AIM OF THE EXERCISE :: Repeat exactly the line containing "standing in the photo above." and every line after it in the entries, and nothing besides.

PROVIDED MATERIAL ::
#####

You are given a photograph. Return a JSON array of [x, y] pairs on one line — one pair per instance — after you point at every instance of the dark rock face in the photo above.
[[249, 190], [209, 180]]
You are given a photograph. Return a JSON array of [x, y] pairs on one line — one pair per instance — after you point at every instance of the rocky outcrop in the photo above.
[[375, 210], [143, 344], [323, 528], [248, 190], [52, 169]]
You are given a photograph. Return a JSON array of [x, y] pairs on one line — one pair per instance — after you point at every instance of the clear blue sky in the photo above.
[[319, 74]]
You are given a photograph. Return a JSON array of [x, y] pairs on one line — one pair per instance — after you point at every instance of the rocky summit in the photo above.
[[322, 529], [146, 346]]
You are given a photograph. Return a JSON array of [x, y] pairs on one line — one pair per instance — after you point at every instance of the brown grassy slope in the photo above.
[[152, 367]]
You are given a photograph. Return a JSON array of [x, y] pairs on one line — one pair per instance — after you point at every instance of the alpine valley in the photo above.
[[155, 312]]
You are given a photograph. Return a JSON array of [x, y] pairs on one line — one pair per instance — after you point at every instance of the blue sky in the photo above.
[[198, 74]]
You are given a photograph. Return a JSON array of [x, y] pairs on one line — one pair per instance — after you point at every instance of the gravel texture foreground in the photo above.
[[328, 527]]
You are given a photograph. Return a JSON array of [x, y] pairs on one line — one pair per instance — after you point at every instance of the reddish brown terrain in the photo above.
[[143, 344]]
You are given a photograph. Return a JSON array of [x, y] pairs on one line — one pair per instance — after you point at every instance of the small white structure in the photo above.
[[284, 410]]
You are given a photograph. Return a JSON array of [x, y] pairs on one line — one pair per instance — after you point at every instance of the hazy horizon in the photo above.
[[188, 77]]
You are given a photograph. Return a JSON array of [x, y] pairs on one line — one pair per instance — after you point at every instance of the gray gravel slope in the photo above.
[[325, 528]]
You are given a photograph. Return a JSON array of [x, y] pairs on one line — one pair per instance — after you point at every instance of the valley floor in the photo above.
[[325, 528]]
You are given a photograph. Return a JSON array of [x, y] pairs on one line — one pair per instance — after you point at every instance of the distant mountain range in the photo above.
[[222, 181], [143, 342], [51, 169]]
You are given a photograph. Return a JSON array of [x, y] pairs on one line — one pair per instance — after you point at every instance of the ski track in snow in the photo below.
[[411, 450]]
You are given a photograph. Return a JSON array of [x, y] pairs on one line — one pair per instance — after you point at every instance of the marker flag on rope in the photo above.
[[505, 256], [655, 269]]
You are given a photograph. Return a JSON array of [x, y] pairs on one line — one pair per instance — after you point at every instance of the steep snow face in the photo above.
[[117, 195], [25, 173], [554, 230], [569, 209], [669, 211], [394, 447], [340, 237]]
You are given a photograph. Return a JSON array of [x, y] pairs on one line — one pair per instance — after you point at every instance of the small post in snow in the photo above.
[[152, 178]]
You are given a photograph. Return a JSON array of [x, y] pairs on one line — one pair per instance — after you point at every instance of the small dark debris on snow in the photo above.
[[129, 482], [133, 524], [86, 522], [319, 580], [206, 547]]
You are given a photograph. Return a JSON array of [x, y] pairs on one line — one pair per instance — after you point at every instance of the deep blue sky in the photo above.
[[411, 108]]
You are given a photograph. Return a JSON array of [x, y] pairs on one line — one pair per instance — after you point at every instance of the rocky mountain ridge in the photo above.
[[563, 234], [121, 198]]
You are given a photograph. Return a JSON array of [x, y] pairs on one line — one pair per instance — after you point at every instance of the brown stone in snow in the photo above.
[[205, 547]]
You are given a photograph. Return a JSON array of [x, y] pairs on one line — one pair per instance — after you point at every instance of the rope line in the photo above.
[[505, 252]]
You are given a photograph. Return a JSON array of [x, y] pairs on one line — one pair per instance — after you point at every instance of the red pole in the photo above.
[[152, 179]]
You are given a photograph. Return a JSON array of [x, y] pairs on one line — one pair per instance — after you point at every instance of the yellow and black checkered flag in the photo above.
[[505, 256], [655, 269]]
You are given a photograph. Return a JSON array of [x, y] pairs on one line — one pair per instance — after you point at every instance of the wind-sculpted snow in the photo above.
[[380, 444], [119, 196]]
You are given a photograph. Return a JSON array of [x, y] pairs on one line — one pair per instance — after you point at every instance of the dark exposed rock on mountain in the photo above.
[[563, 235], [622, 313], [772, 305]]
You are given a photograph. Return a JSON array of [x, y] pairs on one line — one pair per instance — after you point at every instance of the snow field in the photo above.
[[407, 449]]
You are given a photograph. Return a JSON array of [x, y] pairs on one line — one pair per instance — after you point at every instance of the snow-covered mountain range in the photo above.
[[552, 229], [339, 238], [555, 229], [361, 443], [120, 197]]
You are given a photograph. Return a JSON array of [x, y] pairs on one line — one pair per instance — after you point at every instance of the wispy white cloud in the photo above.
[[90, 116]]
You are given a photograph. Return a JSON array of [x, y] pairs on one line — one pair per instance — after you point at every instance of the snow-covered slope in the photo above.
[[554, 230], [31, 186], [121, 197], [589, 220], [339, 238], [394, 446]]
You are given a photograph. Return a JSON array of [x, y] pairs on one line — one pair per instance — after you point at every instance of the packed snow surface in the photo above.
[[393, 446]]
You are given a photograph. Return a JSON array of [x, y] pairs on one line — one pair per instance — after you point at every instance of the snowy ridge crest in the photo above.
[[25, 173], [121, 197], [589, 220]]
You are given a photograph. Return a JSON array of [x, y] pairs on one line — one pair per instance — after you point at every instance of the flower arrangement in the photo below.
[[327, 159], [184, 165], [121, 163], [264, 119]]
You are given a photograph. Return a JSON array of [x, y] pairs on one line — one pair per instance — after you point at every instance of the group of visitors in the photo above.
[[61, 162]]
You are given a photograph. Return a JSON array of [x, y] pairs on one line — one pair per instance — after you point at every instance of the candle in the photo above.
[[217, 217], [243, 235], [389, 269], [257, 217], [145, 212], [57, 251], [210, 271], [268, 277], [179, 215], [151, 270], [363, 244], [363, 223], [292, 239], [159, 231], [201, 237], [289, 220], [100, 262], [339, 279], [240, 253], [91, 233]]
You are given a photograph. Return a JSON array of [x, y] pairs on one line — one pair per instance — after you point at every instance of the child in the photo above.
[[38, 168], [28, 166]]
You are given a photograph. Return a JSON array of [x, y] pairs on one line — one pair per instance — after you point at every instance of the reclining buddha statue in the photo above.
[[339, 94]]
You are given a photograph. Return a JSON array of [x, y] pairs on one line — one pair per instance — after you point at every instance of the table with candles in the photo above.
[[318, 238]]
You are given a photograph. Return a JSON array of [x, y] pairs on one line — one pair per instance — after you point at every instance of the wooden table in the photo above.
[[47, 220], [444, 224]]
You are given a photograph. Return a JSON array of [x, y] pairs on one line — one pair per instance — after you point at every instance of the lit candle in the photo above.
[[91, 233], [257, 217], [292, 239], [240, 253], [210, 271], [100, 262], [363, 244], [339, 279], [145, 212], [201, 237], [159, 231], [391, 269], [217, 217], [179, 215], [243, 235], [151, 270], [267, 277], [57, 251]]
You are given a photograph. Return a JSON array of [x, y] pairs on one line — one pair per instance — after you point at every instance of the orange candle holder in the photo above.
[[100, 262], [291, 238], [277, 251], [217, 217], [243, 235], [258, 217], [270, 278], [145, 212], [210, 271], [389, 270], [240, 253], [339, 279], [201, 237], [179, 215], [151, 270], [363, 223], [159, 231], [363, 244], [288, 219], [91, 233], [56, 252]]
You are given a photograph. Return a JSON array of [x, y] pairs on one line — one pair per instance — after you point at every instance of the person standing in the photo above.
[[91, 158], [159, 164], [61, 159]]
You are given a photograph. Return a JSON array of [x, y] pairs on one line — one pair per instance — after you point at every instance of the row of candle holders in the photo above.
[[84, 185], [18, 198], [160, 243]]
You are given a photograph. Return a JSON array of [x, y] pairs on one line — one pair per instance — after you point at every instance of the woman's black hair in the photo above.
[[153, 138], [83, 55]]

#####

RESULT OF THE EXERCISE ::
You are given a photograph. Return a JSON array of [x, y] pairs on one line — one pair per instance — after you point at every instance of the person standing in the photo above.
[[91, 158], [159, 164], [61, 159]]
You are given a photograph. Return a JSON array of [x, y] pairs on one line — one pair per instance — after you point at every instance of the row of candle holders in the photo above.
[[84, 185], [18, 198], [160, 243]]
You are given a photograph. Return a JSON array of [x, y] pairs on one line — one pair per instance — after you point at every instance of the woman's black hair in the photo above.
[[153, 138], [83, 55]]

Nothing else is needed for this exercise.